Source extract:
The line of distinction between a habit, compulsion, and an addiction is often a blurry one. Because misdiagnosis related to a substance or behavioral addiction can carry such weight with regards to an individual’s present and future beliefs about themselves and their behavior, education on and clarification of these terms is necessary.

The severity with which someone classifies substance or behavioral use in themselves or others will determine the way that the individual thinks about themselves going forward and how they determine their need for professional care and treatment.

When struggling with a substance or behavioral issue, one of the worst things an individual can do is to misdiagnose themselves as an addict and assume their use is more severe than it really is. Under-diagnosing can also be problematic, if not more problematic, as downplaying the severity and damage caused by preoccupation with a substance or behavior can mean that the appropriate level of help is not sought or received.

Because a level of self-diagnosing is often done before a professional assessment is sought, here is a guide to help add clarity to what constitutes a habit, compulsion, or addiction. These definitions are not intended to replace or delay a professional diagnosis or to delay you or a loved one from seeking professional help if the current situation is damaging to yours or their health or life.

What Is a Habit?

A habit is defined as a repeated action or behavior that may not be consciously recognized. In other words, habits are things you do so often that you do not think about them. According to The American Journal of Psychology, a habit is defined as:

“… A more or less fixed way of thinking, willing, or feeling acquired through previous repetition of a mental experience.”

Listed entries:
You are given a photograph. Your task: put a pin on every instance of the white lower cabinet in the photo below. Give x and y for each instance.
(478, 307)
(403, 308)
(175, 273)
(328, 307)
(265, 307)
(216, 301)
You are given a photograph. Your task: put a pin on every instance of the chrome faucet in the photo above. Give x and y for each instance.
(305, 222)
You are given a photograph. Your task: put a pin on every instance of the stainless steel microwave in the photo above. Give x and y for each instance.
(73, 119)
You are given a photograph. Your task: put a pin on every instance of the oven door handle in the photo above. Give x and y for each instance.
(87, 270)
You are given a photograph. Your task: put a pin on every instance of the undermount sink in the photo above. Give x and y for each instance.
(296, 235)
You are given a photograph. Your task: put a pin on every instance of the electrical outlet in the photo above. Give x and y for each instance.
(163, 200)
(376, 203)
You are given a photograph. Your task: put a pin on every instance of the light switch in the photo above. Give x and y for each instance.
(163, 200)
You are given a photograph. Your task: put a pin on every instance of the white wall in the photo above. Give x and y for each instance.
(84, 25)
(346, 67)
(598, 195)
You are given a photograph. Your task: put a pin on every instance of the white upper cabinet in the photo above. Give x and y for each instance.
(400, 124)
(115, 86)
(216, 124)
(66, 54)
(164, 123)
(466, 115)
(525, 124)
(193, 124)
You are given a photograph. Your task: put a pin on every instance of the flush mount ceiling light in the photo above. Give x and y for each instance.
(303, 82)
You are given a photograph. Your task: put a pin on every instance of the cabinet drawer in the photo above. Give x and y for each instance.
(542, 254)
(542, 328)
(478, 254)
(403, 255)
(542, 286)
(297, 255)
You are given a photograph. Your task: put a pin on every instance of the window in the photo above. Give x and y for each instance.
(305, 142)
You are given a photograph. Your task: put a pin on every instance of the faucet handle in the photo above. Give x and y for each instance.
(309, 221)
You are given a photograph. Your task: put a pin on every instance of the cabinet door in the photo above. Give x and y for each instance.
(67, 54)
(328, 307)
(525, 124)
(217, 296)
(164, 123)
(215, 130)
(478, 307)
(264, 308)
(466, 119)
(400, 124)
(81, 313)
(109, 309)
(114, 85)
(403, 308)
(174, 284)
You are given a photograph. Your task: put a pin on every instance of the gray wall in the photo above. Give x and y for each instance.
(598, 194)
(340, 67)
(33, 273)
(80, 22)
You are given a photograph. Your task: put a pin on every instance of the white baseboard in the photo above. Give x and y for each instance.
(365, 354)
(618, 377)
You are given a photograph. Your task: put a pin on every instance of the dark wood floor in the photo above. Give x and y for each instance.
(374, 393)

Exercise aim:
Write out the passage on habit, compulsion, and addiction between "Because a level" and "health or life.", inclusive. The lines come from a separate source unrelated to the passage on habit, compulsion, and addiction.

Task output:
Because a level of self-diagnosing is often done before a professional assessment is sought, here is a guide to help add clarity to what constitutes a habit, compulsion, or addiction. These definitions are not intended to replace or delay a professional diagnosis or to delay you or a loved one from seeking professional help if the current situation is damaging to yours or their health or life.